» **Text segment**:
* * * * * * *

With your investment in our work, CTNC can continue to partner with communities around the state to build a model for community resilience.

Please considering donating today.

Youth to Help Seed Resilience at Princeville Elementary School

The Princeville partnership is a model for how conservation can meet community needs.

After Hurricane Matthew flooded many Eastern NC communities in 2016, the Princeville Elementary School was shuttered for four years while renovations took place. This year, as students return to campus, local teens will help install conservation amenities at the school and in the town. The work is designed to help students and their families understand the impacts of future floods, learn how to manage storm water, and participate in their community’s effort to rebuild in ways that are bigger, better, and bolder.

Conservation Led by Community Needs

A collaborative of state and local partners — including CTNC, NC State Coastal Dynamics Design Lab, Conservation Corps North Carolina, and Resilience Corps NC — has been working alongside the Town of Princeville and Princeville Elementary School to develop the community-led conservation project.  The project addresses storm water management challenges while investing in outdoor education amenities for the school and surrounding neighborhood.

* * * * * * *

» **Input**:

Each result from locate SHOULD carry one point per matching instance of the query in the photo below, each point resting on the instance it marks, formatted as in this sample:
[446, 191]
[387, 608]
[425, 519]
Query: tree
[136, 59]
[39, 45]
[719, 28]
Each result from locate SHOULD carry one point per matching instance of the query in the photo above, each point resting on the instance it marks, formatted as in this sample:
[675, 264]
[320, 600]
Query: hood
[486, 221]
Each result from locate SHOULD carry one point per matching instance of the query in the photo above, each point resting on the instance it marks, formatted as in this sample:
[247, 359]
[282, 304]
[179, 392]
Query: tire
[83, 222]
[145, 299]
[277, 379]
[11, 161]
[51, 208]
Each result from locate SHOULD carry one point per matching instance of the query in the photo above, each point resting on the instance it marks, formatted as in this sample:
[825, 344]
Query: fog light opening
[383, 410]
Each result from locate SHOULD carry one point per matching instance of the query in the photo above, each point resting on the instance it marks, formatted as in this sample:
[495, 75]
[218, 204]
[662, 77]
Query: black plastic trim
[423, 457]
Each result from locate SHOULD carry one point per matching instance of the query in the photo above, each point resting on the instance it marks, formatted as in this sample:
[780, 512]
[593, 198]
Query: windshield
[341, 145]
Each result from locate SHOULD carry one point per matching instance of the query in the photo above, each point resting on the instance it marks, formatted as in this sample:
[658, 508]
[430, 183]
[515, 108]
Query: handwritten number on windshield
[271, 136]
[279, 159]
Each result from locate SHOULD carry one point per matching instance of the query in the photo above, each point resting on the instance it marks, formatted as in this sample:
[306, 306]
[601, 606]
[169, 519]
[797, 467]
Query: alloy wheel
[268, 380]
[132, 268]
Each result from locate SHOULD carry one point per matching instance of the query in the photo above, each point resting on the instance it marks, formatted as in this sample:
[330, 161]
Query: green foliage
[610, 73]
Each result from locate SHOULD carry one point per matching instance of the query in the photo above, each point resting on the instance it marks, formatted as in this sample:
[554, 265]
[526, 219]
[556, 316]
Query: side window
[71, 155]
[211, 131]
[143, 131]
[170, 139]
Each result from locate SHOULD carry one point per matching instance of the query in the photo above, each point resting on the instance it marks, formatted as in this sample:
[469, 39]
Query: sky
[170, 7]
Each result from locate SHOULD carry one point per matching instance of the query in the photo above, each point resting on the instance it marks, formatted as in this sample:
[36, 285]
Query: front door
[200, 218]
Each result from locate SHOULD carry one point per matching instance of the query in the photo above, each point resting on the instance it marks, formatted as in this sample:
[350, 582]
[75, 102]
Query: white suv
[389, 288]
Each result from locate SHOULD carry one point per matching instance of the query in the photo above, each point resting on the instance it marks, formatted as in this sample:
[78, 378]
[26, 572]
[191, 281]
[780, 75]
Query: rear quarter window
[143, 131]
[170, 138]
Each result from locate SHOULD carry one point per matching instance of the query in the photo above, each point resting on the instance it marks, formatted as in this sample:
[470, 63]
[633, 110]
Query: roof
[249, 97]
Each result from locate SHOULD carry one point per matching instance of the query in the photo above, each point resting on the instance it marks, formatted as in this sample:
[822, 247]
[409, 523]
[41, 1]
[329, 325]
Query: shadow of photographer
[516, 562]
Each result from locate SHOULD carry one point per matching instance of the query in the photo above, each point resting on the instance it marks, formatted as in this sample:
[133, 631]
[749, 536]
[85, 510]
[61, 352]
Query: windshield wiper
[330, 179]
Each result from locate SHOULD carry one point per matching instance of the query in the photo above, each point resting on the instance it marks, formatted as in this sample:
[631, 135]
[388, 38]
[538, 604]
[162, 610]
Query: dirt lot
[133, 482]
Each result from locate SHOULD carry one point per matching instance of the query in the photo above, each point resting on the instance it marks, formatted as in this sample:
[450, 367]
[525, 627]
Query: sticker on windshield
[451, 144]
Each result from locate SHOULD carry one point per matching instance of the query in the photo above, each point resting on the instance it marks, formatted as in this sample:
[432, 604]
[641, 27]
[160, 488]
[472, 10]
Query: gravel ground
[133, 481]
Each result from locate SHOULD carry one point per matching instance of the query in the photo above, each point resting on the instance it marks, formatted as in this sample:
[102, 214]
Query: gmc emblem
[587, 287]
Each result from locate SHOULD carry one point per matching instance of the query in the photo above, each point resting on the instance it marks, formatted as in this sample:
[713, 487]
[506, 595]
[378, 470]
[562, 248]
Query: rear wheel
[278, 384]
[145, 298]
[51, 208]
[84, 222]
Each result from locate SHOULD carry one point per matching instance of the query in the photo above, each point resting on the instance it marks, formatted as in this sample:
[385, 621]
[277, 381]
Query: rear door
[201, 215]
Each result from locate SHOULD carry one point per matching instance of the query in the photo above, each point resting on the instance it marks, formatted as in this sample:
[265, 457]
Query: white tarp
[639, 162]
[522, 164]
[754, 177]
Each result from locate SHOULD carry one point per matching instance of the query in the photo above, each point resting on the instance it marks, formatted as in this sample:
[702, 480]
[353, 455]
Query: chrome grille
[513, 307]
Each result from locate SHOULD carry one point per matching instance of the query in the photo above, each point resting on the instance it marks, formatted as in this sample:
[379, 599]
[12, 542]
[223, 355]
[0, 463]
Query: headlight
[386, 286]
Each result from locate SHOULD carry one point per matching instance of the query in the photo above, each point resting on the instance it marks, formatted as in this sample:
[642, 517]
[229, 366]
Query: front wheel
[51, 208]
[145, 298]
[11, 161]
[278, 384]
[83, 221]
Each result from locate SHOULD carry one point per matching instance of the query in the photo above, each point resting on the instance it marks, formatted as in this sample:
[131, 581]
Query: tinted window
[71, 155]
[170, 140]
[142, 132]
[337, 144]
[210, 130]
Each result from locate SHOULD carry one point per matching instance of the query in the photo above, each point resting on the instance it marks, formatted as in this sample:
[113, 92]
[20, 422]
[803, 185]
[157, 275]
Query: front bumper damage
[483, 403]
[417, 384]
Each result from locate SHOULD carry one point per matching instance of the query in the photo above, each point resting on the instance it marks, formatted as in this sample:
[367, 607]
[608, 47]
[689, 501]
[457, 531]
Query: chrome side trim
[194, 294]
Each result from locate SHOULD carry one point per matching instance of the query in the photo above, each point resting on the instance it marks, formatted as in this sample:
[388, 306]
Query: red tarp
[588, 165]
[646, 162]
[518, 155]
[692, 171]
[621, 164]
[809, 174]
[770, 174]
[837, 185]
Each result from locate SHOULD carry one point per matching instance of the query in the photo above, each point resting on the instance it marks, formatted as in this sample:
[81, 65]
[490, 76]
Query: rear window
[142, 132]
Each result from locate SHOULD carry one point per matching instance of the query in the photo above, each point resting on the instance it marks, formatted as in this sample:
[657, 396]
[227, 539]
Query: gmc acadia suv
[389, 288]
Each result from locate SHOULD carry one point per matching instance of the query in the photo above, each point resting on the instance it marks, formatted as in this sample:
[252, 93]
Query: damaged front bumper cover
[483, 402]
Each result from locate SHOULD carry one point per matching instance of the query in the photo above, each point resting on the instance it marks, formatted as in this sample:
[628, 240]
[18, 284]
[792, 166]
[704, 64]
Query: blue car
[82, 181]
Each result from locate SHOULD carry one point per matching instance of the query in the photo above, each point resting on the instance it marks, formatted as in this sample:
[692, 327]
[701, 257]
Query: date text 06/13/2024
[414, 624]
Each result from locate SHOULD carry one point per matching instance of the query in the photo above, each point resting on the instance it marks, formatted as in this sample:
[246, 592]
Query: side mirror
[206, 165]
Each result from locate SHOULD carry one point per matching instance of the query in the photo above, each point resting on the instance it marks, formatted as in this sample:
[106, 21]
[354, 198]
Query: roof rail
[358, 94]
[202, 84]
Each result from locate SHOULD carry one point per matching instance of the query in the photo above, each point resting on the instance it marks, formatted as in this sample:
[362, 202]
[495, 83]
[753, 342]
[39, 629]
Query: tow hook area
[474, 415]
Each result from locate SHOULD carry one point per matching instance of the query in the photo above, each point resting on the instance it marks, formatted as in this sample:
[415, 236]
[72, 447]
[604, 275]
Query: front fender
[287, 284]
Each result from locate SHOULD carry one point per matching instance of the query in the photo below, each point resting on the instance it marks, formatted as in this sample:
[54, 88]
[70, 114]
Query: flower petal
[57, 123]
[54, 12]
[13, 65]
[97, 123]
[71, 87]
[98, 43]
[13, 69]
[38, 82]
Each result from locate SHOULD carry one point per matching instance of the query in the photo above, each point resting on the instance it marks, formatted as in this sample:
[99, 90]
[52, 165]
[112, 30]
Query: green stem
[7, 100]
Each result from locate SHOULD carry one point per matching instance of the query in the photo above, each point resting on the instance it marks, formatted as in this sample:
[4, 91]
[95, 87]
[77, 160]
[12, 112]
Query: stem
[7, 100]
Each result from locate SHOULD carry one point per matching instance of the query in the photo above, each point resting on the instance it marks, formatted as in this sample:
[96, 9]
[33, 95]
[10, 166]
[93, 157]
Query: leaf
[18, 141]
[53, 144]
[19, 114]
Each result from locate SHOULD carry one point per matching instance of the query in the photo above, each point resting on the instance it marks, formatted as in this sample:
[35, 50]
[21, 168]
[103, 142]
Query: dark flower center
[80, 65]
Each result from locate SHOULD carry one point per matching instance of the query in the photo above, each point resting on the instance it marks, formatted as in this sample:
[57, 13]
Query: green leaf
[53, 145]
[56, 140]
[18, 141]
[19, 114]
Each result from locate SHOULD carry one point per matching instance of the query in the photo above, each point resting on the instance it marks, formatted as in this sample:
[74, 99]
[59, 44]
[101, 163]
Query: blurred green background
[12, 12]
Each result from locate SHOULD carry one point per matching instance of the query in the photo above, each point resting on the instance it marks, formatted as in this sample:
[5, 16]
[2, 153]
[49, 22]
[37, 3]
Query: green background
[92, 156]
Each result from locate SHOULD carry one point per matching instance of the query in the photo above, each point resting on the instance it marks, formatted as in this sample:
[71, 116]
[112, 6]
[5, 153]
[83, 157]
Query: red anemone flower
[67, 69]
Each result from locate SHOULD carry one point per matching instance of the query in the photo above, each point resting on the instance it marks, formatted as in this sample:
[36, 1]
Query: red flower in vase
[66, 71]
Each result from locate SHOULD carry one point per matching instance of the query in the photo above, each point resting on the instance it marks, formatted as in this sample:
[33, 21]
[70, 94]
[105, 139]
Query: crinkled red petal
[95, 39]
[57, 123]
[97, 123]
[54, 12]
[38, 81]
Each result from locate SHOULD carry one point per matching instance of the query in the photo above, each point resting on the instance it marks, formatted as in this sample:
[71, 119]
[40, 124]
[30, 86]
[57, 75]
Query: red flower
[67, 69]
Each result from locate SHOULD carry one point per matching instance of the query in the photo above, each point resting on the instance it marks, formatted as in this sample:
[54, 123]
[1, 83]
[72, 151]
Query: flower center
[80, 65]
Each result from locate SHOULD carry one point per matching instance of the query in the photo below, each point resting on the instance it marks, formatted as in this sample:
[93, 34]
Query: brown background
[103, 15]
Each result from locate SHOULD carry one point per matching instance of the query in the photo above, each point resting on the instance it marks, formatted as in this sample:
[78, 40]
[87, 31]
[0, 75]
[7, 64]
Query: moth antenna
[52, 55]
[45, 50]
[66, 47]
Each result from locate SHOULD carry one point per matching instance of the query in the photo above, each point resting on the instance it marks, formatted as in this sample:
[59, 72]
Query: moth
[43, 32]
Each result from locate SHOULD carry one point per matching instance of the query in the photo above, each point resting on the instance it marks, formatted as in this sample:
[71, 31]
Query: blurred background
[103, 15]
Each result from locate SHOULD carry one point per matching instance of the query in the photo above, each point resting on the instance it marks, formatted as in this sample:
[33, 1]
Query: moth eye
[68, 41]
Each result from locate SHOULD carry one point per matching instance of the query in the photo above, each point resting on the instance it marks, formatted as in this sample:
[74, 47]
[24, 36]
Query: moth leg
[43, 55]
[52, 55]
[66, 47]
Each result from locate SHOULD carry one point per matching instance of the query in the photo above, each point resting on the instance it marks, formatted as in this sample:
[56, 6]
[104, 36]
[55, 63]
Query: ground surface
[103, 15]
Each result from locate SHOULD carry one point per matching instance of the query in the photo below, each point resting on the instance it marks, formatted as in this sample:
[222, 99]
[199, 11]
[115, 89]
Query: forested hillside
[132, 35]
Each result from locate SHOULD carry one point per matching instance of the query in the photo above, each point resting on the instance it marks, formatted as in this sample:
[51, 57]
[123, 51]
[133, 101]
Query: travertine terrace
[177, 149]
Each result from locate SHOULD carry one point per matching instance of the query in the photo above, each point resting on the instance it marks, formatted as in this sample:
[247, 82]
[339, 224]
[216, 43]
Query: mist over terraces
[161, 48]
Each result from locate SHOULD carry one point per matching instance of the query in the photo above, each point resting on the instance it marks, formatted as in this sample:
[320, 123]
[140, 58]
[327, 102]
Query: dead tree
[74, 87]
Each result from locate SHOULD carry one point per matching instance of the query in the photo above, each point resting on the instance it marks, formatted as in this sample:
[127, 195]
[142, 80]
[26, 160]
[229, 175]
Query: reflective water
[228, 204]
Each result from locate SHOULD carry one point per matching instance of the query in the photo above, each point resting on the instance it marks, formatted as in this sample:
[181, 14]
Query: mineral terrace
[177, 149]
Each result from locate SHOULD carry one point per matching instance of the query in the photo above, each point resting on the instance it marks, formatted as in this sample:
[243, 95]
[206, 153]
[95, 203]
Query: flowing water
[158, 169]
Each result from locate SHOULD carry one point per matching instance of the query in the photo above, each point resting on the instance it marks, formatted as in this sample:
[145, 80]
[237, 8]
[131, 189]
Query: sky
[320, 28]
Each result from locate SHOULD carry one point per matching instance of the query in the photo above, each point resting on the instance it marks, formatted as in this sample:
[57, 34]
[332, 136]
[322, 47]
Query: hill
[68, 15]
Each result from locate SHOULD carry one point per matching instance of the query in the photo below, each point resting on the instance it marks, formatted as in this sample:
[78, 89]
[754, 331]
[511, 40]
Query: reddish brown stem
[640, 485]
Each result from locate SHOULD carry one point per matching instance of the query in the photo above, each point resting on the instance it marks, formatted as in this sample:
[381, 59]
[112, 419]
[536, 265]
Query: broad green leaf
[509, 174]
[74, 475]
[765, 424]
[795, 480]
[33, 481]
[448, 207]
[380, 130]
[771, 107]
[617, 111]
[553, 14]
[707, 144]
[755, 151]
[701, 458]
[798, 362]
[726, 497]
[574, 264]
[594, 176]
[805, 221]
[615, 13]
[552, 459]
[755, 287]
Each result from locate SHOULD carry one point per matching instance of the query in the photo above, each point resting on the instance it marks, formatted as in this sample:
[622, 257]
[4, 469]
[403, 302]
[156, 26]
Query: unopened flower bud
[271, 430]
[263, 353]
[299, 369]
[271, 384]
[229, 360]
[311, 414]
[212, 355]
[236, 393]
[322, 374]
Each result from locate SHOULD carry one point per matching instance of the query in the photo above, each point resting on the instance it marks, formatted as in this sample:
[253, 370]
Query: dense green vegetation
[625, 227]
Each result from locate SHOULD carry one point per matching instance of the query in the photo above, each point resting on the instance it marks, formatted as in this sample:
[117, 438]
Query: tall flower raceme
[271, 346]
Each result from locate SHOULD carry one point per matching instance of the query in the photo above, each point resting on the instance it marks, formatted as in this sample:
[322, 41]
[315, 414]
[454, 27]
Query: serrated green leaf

* * * * * * *

» **Directions**:
1. Name each organization that the Princeville conservation text lists as a member of the collaborative of state and local partners.
2. Extract every line of the records that contains the string "windshield", treating uppercase and lowercase as different.
The text and the records have nothing to do with each other.

» **Expected responses**:
1.
- CTNC
- NC State Coastal Dynamics Design Lab
- Conservation Corps North Carolina
- Resilience Corps NC

2.
Query: windshield
Query: handwritten number on windshield
Query: windshield wiper
Query: sticker on windshield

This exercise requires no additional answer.